* [Assignment] If a line in the data below includes the string "brown", please return a copy of it.

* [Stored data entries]
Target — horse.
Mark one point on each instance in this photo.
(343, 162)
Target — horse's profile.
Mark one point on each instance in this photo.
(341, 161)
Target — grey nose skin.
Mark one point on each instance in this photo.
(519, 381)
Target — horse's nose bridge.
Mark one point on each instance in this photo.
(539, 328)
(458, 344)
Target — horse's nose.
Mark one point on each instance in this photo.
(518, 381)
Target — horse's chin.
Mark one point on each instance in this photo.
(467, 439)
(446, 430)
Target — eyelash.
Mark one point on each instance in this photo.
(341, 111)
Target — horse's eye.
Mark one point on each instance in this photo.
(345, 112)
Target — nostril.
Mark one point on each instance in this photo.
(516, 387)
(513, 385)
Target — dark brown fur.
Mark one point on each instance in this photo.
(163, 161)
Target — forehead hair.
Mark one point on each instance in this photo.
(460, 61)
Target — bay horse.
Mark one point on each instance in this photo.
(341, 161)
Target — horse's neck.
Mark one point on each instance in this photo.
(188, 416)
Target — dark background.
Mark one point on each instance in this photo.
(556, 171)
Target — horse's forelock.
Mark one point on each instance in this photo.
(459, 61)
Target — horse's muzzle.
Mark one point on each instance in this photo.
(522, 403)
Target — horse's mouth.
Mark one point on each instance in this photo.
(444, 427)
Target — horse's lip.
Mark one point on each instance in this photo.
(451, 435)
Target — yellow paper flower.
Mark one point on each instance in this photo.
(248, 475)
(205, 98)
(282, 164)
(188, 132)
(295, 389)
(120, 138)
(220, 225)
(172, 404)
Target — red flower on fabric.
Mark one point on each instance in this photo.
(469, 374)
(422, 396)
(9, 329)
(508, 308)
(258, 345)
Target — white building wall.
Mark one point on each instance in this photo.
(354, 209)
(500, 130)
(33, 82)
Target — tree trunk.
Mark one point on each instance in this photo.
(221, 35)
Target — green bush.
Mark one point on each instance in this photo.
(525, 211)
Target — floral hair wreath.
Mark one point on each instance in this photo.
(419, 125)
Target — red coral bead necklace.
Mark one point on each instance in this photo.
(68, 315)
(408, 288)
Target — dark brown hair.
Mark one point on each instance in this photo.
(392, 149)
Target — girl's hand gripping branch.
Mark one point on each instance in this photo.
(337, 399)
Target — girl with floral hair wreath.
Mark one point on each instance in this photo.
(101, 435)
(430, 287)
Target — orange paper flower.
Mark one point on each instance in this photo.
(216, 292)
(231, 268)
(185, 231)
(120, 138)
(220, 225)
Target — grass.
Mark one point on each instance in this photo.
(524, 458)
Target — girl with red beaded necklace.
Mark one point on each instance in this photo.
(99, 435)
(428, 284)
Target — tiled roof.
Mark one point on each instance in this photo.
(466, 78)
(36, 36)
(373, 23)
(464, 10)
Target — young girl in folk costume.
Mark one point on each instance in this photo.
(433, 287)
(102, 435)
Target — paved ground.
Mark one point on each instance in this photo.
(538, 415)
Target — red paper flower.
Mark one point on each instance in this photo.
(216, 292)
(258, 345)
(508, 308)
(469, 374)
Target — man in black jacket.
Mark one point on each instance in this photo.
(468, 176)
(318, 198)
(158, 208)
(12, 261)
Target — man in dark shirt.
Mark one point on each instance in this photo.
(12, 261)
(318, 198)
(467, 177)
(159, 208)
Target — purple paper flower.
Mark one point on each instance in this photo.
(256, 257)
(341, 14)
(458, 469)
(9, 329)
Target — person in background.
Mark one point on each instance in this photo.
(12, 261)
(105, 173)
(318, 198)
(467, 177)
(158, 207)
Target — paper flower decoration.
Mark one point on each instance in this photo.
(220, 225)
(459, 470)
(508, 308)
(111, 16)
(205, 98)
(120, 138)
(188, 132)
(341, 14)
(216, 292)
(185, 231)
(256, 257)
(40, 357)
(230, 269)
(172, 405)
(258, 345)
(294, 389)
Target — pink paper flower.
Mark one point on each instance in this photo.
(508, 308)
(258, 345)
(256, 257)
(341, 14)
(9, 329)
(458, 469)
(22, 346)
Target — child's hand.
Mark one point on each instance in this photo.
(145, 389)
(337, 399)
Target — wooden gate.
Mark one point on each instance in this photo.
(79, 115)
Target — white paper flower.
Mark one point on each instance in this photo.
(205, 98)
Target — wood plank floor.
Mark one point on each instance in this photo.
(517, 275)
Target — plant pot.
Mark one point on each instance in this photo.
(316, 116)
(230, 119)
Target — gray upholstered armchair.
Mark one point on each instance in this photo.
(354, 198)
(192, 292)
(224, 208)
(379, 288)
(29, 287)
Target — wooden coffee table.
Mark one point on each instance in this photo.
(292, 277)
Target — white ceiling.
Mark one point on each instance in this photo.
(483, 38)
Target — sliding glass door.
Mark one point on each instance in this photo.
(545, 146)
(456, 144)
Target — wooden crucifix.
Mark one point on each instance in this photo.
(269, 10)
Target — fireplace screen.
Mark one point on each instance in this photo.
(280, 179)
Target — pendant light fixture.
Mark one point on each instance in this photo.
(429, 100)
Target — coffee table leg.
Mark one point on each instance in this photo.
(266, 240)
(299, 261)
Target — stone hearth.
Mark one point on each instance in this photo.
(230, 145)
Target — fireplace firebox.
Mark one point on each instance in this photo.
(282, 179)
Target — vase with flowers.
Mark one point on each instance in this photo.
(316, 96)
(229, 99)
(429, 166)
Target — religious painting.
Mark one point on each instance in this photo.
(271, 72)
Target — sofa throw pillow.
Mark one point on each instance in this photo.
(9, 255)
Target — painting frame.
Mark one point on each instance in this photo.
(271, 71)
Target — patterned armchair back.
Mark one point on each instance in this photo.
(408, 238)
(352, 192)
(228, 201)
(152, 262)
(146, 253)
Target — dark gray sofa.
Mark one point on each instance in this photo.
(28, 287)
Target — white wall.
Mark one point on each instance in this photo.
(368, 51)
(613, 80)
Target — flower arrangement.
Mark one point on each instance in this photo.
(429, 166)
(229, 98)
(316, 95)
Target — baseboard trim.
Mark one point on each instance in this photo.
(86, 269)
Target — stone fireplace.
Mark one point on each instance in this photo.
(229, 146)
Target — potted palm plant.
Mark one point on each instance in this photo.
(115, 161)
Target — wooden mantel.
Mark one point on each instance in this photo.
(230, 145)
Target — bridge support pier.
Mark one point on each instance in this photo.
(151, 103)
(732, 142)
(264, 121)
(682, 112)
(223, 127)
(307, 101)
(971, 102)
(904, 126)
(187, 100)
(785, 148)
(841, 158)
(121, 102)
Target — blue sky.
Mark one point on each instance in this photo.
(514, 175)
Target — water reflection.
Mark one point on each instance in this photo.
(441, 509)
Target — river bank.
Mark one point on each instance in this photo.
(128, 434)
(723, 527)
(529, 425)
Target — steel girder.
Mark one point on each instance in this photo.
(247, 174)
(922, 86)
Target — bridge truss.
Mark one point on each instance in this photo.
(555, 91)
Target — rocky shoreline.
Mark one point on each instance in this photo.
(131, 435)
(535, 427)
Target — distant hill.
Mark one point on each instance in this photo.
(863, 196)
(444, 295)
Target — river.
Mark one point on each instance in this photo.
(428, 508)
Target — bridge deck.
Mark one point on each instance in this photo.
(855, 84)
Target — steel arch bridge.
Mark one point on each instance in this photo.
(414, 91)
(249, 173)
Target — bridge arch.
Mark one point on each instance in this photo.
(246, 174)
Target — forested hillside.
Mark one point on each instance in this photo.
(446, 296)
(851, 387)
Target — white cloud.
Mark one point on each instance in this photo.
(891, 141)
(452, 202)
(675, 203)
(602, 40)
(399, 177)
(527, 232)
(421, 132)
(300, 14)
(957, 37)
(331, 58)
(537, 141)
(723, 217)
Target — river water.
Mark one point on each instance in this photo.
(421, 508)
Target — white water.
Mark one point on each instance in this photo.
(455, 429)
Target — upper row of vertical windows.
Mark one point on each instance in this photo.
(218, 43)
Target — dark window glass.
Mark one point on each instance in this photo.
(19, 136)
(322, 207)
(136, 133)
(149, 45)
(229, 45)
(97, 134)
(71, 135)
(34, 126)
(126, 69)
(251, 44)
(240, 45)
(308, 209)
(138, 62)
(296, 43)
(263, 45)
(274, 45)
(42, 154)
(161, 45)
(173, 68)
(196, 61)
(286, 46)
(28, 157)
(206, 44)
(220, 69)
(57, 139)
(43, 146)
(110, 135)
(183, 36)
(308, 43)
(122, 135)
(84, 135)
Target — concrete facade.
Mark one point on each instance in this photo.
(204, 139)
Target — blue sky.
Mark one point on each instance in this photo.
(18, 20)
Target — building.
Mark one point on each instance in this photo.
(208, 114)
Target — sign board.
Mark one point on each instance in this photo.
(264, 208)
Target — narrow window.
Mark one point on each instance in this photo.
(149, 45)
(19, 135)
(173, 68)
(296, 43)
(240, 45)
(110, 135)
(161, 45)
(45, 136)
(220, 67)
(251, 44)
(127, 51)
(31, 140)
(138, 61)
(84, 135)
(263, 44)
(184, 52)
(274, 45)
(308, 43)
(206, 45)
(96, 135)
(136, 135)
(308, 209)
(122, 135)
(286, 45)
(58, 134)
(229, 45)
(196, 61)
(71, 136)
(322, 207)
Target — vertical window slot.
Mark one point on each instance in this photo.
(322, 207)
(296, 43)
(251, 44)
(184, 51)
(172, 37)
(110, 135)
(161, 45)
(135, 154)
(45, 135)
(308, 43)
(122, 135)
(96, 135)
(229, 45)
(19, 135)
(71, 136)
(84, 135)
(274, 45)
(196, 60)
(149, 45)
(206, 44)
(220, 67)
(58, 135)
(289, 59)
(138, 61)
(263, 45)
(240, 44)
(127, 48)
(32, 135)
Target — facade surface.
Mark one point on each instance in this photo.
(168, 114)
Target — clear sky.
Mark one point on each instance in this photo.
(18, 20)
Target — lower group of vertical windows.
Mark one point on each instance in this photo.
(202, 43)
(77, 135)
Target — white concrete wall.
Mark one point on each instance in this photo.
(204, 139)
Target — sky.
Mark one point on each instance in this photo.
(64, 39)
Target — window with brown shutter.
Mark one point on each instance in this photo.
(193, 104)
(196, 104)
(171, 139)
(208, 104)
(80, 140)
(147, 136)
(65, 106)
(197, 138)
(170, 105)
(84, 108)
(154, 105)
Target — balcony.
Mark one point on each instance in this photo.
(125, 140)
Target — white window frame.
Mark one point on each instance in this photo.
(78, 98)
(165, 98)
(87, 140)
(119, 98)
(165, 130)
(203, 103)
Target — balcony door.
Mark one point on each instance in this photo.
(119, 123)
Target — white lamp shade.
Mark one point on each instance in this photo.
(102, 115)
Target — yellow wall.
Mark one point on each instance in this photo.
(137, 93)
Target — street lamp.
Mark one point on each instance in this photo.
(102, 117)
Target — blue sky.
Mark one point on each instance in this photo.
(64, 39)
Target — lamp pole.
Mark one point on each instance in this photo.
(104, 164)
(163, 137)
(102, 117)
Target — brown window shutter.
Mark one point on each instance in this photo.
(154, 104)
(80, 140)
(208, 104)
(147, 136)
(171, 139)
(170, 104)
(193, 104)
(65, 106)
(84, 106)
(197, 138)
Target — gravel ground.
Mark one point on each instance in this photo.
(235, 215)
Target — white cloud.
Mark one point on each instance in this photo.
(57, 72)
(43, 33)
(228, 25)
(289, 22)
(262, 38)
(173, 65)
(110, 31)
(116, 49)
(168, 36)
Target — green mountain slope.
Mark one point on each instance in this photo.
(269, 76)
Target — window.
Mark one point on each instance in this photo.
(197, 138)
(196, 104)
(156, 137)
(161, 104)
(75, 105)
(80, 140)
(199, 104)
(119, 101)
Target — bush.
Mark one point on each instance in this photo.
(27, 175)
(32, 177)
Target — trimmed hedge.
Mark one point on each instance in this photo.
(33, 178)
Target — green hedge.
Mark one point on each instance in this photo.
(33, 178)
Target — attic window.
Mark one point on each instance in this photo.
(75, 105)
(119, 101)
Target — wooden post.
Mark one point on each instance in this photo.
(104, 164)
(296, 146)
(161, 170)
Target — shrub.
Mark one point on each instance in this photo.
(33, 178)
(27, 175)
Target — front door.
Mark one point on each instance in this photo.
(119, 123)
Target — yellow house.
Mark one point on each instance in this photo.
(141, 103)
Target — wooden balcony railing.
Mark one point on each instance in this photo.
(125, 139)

* [Response to the task]
Target — dark brown fur.
Target — dark brown hair.
Target — window with brown shutter.
Target — brown window shutter.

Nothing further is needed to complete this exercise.